Right about then the guy with the jeans and polished shoes came out of the Dollar Store and handed my friend a Hershey’s bar. “Hey, thanks”, Frank said. He told me he’s living with some friends now and he’s doing good, but still can’t find work beyond the Street Roots gig. He was sweet and polite and I thought back to Colin from Day 4.

I started telling Frank about my project and he listened intently. I handed him the $100 bill and he stared at it for a minute, lips pursed. “Oooo”, he said. “Thank you!” He slipped the bill quickly into his pocket, then shook my hand. I asked if he knew what he might do with it. “That’s easy”, he said. “Pay the rent.”

I told Frank he seemed like a really smart guy and I wished him the best. He was interested in the blog and let me take his picture. He’s really handsome, this doesn’t do him justice.

Frank, a Regular Person

Tomorrow starts my Month of Hundreds, and my first day of 31 to give $100 to a stranger I meet during the course of the day. I’m feeling a little weary tonight, and a bit apprehensive. I worry that my intentions will be misunderstood by some as “showing off”, or that this whole thing is just a dumb idea altogether. I hope I can let go of trying to control the outcome and remain open to whatever unfolds. I’m excited to get started! Tomorrow will be interesting.

Philanthropy: the desire to promote the welfare of others, expressed especially by the generous donation of money to good causes.


Every day in October I am going to give away $100 cash to someone I encounter during the course of my day. Starting October 1 I will tell the story of each day’s “giveaway”. In the meantime I am hoping these random thoughts will continue to spark discussion of issues around money and giving.

Do you have to be a millionaire to be a philanthropist? What does it mean to be generous? If you are following this blog, chances are you are generous, a giver of money and therefore a philanthropist. Right? Do you see yourself that way? There was an interesting article in our local newspaper today about the shifting demographics and priorities of philanthropists in our community and it got me thinking.

I started seeing myself as a philanthropist about ten years ago when we began a yearly ritual of sitting down during Chanukah to make some family decisions about our giving for the year. Choosing a target percentage of our income (between 7% and 10%, depending on circumstances), we add up everything we have donated since the beginning of the year and what we still have to give. We always have an overinflated idea of how much we have actually given up to that point. Everyone has a chance to advocate for their “cause” and the kids always had a say in the process when they were at home (which is how it turns out we are on the mailing list of “Save the Tigers”).

▸ ENTRIES SHOWN
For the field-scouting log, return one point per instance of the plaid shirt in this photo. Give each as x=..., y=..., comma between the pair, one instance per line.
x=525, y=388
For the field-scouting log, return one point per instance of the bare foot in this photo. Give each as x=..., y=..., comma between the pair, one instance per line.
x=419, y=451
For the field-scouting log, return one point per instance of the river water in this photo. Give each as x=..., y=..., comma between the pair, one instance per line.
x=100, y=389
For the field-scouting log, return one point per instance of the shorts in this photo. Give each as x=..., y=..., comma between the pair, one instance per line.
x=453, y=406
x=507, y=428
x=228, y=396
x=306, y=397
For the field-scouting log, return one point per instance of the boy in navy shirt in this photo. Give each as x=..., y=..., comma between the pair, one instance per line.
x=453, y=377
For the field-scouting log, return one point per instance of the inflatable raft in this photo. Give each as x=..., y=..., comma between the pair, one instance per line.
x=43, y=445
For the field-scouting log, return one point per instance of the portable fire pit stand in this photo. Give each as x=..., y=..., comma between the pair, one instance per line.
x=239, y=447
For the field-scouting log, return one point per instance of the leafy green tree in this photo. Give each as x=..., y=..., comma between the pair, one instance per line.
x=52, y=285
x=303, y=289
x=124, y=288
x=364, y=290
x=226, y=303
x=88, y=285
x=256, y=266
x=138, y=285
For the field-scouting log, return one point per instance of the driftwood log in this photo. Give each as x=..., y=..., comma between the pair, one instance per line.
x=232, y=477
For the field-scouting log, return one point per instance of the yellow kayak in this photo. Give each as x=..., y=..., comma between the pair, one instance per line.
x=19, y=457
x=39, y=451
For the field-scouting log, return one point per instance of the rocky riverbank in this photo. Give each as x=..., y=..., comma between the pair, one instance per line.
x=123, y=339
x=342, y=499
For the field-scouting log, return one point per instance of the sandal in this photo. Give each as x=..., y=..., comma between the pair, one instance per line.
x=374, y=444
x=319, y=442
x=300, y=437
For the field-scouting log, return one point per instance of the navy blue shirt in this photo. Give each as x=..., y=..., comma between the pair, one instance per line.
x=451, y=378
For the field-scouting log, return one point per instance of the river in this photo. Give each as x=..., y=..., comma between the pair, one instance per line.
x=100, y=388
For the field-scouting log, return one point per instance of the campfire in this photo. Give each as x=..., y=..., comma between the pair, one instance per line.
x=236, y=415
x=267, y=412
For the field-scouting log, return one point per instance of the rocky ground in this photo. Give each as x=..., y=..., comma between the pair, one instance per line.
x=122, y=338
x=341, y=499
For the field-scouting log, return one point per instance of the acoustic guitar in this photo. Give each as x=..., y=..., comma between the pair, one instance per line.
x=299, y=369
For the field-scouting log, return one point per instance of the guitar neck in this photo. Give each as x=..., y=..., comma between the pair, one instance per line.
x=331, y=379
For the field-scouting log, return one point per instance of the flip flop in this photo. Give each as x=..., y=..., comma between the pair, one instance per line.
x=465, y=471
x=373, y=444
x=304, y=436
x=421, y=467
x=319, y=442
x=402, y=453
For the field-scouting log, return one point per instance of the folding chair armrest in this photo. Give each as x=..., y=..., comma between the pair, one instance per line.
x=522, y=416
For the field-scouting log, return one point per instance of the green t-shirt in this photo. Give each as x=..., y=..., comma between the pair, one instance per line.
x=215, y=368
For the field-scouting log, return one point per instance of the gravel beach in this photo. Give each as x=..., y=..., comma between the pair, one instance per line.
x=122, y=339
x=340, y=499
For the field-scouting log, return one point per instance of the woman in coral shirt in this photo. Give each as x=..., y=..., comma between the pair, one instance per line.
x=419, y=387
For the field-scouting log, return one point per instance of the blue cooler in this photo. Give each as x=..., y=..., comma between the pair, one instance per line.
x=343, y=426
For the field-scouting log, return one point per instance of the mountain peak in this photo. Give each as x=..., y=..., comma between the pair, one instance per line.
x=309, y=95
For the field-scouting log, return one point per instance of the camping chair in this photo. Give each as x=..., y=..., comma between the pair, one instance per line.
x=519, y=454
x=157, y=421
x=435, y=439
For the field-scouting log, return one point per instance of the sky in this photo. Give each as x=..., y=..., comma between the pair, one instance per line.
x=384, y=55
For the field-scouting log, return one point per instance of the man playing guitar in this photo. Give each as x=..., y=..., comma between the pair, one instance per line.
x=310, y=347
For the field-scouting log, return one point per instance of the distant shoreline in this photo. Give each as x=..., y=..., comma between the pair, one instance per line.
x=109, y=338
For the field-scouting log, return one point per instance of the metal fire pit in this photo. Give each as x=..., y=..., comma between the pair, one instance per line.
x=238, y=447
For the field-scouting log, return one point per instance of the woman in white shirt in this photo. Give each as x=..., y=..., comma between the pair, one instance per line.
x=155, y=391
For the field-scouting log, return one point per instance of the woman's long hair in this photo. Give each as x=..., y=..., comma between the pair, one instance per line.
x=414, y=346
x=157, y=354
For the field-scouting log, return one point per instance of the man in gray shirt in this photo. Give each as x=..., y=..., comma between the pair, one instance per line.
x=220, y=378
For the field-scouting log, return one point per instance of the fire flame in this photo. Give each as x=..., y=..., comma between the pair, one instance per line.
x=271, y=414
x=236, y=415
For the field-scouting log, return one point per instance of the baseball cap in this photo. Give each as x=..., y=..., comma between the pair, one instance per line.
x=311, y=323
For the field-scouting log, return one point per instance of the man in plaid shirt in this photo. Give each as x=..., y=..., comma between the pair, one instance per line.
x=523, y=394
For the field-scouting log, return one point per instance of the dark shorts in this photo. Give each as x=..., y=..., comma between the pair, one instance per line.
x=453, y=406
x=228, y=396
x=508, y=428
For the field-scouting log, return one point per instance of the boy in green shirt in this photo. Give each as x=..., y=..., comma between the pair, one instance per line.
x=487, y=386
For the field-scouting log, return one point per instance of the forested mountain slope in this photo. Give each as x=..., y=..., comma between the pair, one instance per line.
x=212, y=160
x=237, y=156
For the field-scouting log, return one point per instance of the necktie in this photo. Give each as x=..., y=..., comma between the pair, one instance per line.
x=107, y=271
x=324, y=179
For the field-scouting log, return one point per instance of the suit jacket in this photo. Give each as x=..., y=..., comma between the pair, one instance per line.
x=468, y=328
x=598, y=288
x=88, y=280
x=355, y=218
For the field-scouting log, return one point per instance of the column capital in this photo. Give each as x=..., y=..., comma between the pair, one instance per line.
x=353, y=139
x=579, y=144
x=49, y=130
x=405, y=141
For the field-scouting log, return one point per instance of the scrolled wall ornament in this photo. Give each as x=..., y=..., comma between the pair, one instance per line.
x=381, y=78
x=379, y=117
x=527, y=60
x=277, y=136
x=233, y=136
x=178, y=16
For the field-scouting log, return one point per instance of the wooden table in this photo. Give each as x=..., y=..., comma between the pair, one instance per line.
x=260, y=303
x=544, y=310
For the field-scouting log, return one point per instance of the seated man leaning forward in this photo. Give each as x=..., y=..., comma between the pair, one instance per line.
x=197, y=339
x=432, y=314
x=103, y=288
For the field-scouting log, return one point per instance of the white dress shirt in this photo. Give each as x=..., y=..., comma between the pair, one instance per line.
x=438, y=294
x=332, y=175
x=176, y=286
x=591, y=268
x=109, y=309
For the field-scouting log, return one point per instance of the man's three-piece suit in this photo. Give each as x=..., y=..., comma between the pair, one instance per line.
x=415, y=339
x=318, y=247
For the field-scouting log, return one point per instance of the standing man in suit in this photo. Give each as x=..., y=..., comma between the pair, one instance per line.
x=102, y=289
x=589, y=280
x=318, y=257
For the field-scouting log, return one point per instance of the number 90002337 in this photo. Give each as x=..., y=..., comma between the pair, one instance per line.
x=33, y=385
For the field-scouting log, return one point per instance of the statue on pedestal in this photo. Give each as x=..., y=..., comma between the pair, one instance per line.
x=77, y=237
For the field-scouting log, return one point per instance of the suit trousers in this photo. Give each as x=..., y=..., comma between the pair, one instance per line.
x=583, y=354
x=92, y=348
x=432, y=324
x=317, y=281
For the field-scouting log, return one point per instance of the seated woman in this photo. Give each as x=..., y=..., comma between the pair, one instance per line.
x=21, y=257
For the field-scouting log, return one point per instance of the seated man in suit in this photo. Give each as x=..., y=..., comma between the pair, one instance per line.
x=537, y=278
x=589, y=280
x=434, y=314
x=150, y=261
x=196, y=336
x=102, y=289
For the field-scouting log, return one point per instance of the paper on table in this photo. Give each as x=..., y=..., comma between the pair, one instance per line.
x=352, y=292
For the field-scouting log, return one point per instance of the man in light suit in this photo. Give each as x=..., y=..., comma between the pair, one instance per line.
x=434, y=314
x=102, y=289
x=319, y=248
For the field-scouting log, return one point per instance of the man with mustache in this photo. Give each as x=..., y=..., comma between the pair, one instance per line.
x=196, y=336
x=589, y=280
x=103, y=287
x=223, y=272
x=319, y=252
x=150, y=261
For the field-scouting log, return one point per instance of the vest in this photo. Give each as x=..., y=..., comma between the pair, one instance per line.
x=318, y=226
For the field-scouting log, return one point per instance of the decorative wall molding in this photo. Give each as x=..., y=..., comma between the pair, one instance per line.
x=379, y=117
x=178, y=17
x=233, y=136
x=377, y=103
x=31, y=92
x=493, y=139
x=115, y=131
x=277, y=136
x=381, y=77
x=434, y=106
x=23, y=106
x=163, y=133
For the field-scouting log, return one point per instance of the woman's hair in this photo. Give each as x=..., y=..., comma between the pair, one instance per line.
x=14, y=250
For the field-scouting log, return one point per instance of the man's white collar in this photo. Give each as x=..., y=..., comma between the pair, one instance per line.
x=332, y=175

▸ TO DO
In the blog excerpt, copy out everything from "Right about then" down to "from Day 4.", swapping "Dollar Store" for "corner market".

▸ TASK RESULT
Right about then the guy with the jeans and polished shoes came out of the corner market and handed my friend a Hershey’s bar. “Hey, thanks”, Frank said. He told me he’s living with some friends now and he’s doing good, but still can’t find work beyond the Street Roots gig. He was sweet and polite and I thought back to Colin from Day 4.